> **REQUIREMENT**
Locate the line that contains "positive clicks: (182, 210)" in the entries below, then repeat it and every following line through the line that contains "negative clicks: (158, 200)", exactly, and no others.

> **INFORMATION**
*** Block opens ***

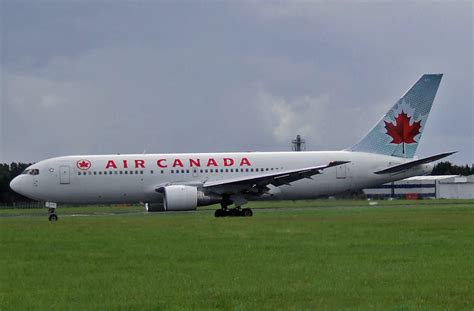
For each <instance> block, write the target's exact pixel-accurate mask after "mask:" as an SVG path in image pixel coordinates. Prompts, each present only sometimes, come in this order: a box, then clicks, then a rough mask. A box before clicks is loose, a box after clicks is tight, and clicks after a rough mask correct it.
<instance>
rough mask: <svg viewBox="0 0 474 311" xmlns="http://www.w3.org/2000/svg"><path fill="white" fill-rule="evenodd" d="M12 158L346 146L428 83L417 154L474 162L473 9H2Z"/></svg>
mask: <svg viewBox="0 0 474 311" xmlns="http://www.w3.org/2000/svg"><path fill="white" fill-rule="evenodd" d="M1 14H2V16H1V19H2V27H1V38H2V42H1V46H2V62H1V65H2V67H1V78H2V80H1V107H2V110H0V112H1V113H2V114H1V118H2V119H1V120H2V131H1V132H0V135H2V136H0V137H1V138H2V141H1V142H2V144H1V146H0V147H1V148H0V160H1V161H12V160H21V161H37V160H41V159H43V158H48V157H52V156H56V155H65V154H85V153H117V152H120V153H132V152H133V153H136V152H138V153H141V152H143V151H144V150H146V151H147V152H194V151H197V152H207V151H209V152H211V151H246V150H288V149H289V148H290V144H289V139H290V138H291V137H293V136H295V135H296V134H298V133H301V134H303V135H304V136H305V138H306V140H307V143H308V149H311V150H328V149H336V150H337V149H344V148H346V147H348V146H350V145H352V144H353V143H355V142H356V141H358V140H359V138H360V137H361V136H362V135H364V134H365V133H366V132H367V131H368V130H369V129H370V128H371V127H372V125H373V124H374V123H375V122H377V120H378V119H379V118H380V117H381V116H382V114H383V113H384V112H385V111H386V110H387V109H388V108H389V107H390V106H391V105H392V104H393V103H394V102H395V101H396V100H397V99H398V98H399V97H400V96H401V95H402V94H403V93H404V91H405V90H407V89H408V87H409V86H410V85H411V84H412V83H414V82H415V81H416V80H417V79H418V77H419V76H420V75H421V74H422V73H425V72H430V73H432V72H444V73H445V77H444V79H443V81H442V83H441V87H440V90H439V93H438V96H437V99H436V101H435V106H434V108H433V111H432V114H431V116H430V119H429V120H428V124H427V128H426V131H425V132H424V136H423V141H422V143H421V144H420V148H419V152H418V153H419V155H421V156H425V155H430V154H434V153H437V152H441V151H446V150H459V151H460V152H459V154H458V155H456V156H454V157H453V158H452V160H453V161H456V162H460V163H470V162H473V159H474V150H473V148H474V147H473V142H472V137H473V117H474V116H473V110H472V109H473V108H472V106H473V105H472V103H473V100H472V85H473V80H472V65H473V61H472V53H473V48H472V4H471V3H470V2H437V3H432V2H430V3H428V2H403V3H399V2H390V3H346V2H339V3H316V4H315V3H310V2H280V3H272V2H270V3H269V2H267V3H261V4H259V3H216V2H201V3H196V2H184V3H179V4H177V3H158V2H136V3H131V2H123V3H118V4H112V3H110V2H97V1H94V2H87V1H86V2H82V1H81V2H74V3H69V4H63V3H60V2H46V3H43V2H9V1H7V2H3V4H2V9H1Z"/></svg>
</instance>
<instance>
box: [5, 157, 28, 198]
mask: <svg viewBox="0 0 474 311" xmlns="http://www.w3.org/2000/svg"><path fill="white" fill-rule="evenodd" d="M30 165H31V163H16V162H13V163H11V164H6V163H0V203H13V202H30V201H31V200H30V199H28V198H26V197H24V196H22V195H20V194H18V193H16V192H14V191H13V190H11V189H10V181H12V179H13V178H15V177H16V176H18V175H20V174H21V172H23V171H24V170H25V168H27V167H28V166H30Z"/></svg>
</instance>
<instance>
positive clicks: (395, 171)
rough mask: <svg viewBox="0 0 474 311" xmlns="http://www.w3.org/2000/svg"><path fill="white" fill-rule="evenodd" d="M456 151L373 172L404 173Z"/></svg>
mask: <svg viewBox="0 0 474 311" xmlns="http://www.w3.org/2000/svg"><path fill="white" fill-rule="evenodd" d="M456 152H457V151H454V152H445V153H440V154H437V155H434V156H430V157H427V158H423V159H419V160H414V161H410V162H407V163H403V164H399V165H394V166H390V167H388V168H386V169H383V170H380V171H377V172H374V173H375V174H392V173H398V172H400V171H404V170H407V169H410V168H412V167H415V166H418V165H421V164H426V163H430V162H433V161H437V160H439V159H442V158H445V157H447V156H450V155H452V154H454V153H456Z"/></svg>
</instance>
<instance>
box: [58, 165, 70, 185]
mask: <svg viewBox="0 0 474 311" xmlns="http://www.w3.org/2000/svg"><path fill="white" fill-rule="evenodd" d="M70 182H71V174H70V169H69V166H67V165H62V166H60V167H59V183H60V184H69V183H70Z"/></svg>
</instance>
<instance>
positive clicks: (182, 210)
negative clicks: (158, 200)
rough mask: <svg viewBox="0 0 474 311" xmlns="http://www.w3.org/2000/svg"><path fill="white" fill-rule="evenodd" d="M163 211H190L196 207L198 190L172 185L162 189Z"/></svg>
mask: <svg viewBox="0 0 474 311" xmlns="http://www.w3.org/2000/svg"><path fill="white" fill-rule="evenodd" d="M163 195H164V198H163V202H164V207H165V211H192V210H195V209H196V207H197V206H198V190H197V188H196V187H192V186H182V185H172V186H167V187H164V189H163Z"/></svg>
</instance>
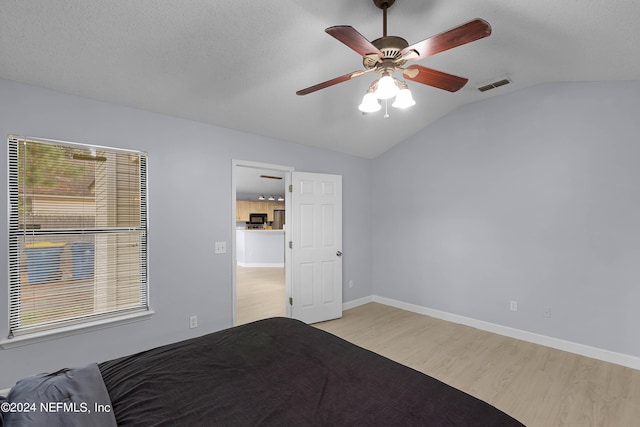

*** Block closes ***

> **RESPONSE AREA**
positive clicks: (182, 210)
negative clicks: (158, 200)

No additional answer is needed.